Copy each of the following entries word for word.

LISTED ENTRIES:
_ _ _
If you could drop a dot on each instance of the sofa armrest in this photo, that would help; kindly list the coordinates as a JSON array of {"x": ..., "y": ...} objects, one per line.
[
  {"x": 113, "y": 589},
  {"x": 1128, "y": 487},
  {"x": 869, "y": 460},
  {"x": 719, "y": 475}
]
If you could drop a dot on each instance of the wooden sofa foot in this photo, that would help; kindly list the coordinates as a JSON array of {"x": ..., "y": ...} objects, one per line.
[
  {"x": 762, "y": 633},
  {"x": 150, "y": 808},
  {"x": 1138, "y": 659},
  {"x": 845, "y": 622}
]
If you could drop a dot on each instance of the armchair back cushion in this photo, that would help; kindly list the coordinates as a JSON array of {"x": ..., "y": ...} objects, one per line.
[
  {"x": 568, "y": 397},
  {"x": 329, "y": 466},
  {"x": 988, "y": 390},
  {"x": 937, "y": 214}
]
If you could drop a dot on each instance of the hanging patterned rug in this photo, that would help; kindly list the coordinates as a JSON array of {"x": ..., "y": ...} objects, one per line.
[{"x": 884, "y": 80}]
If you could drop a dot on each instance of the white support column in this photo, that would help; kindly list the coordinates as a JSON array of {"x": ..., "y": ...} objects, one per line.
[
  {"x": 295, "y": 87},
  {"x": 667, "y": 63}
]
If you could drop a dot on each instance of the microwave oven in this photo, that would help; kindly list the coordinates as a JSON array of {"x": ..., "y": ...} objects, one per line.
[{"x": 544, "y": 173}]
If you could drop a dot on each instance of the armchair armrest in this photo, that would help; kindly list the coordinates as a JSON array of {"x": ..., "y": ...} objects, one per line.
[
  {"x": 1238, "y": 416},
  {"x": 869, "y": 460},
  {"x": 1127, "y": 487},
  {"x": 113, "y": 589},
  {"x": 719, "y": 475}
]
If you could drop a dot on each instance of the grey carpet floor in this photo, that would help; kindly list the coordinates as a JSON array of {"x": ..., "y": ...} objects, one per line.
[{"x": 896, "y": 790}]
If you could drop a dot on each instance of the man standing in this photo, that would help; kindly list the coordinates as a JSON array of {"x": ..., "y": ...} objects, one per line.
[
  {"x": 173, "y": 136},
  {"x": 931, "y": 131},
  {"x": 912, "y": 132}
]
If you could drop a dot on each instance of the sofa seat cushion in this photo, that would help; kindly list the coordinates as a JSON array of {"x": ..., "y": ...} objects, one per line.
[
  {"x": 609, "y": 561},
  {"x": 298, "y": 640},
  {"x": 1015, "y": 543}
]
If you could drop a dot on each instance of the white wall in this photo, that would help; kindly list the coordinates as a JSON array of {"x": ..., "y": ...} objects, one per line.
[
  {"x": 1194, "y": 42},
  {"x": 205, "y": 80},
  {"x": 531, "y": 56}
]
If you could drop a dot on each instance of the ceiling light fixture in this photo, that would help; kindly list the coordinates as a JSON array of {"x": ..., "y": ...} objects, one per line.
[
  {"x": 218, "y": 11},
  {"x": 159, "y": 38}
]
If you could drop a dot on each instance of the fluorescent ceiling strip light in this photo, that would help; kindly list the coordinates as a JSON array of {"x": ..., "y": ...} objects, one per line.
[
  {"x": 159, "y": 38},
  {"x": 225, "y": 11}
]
_ _ _
SOLUTION FOR THIS TASK:
If you could drop a dot on each instance of the sofa armrest in this photo, that would help; kindly list the coordinates as a JSON array of {"x": ..., "y": ...} objects, one per line.
[
  {"x": 113, "y": 589},
  {"x": 1128, "y": 487},
  {"x": 869, "y": 460},
  {"x": 719, "y": 475}
]
If you could drop a dot on each instance of the wooden sofa foot in this photo, that would help; kindly list the coordinates as a JSON array of {"x": ..., "y": ...} objects, one per line.
[
  {"x": 762, "y": 633},
  {"x": 150, "y": 808},
  {"x": 1138, "y": 659},
  {"x": 845, "y": 622}
]
If you could drop a dot on each instance of the armchair back cushion in this photo, that would help; kindly list the coordinates as a JSON array of {"x": ..., "y": ...} objects, one per line.
[
  {"x": 568, "y": 397},
  {"x": 329, "y": 466},
  {"x": 988, "y": 390},
  {"x": 937, "y": 214}
]
If you could drop a dot on each instance of the hanging patterned rug in this photo, that would help; kindly list the coordinates as a JSON array of {"x": ..., "y": ...} objects, one per line.
[{"x": 884, "y": 80}]
If you could drop a dot on each instance of the white support column in this photo, that would help; kindly list the coordinates as a JSON array of {"x": ..., "y": ...} objects, one per line.
[
  {"x": 295, "y": 87},
  {"x": 667, "y": 63}
]
If you could drop a dot on each instance of the microwave oven in this photo, that would help; kindly list the coordinates as a JSON array of {"x": ..., "y": ...} objects, one per line.
[{"x": 544, "y": 173}]
If you could drop a dot on each instance of the armchair armrest in this photo, that would help; kindly list the coordinates as a JSON array of {"x": ..., "y": ...} objects, one per line.
[
  {"x": 1238, "y": 416},
  {"x": 869, "y": 460},
  {"x": 1127, "y": 487},
  {"x": 113, "y": 589},
  {"x": 719, "y": 475}
]
If you could drop a dot on each instance of the grey carpet floor in this photo, that would help; kindly list the coordinates as a JSON array of {"x": ..., "y": ...} objects, one per line.
[{"x": 896, "y": 790}]
If you could drop a dot on each instance of the man standing in this photo, that would help; kindly list the coordinates as a JSON array of {"x": ..., "y": ...} objects, one per line.
[
  {"x": 173, "y": 136},
  {"x": 931, "y": 131},
  {"x": 912, "y": 132}
]
If you could drop a dot on each instance of the sofa seat cushion in this photo, that would help; kindly list the coordinates as a JSON array of {"x": ..., "y": ...} objects, one per line.
[
  {"x": 609, "y": 561},
  {"x": 298, "y": 640},
  {"x": 1015, "y": 543}
]
If you could drop a dot on each instance of the white wall in this photo, that would help; kindly list the coordinates as a JSON array of {"x": ..., "y": ...} objects, one per line.
[
  {"x": 1194, "y": 42},
  {"x": 205, "y": 80},
  {"x": 531, "y": 56}
]
If you could drop a dot on each instance of the ceiling light fixture in this photo, that would help; kindly list the coordinates as a JSON array of {"x": ..., "y": ...} objects, one per line.
[
  {"x": 218, "y": 11},
  {"x": 159, "y": 38}
]
If you could drop a dot on each instance of the fluorescent ceiling strip light in this photo, that would help; kindly list the coordinates as a JSON array of {"x": ..., "y": ...} objects, one per line.
[
  {"x": 159, "y": 38},
  {"x": 225, "y": 11}
]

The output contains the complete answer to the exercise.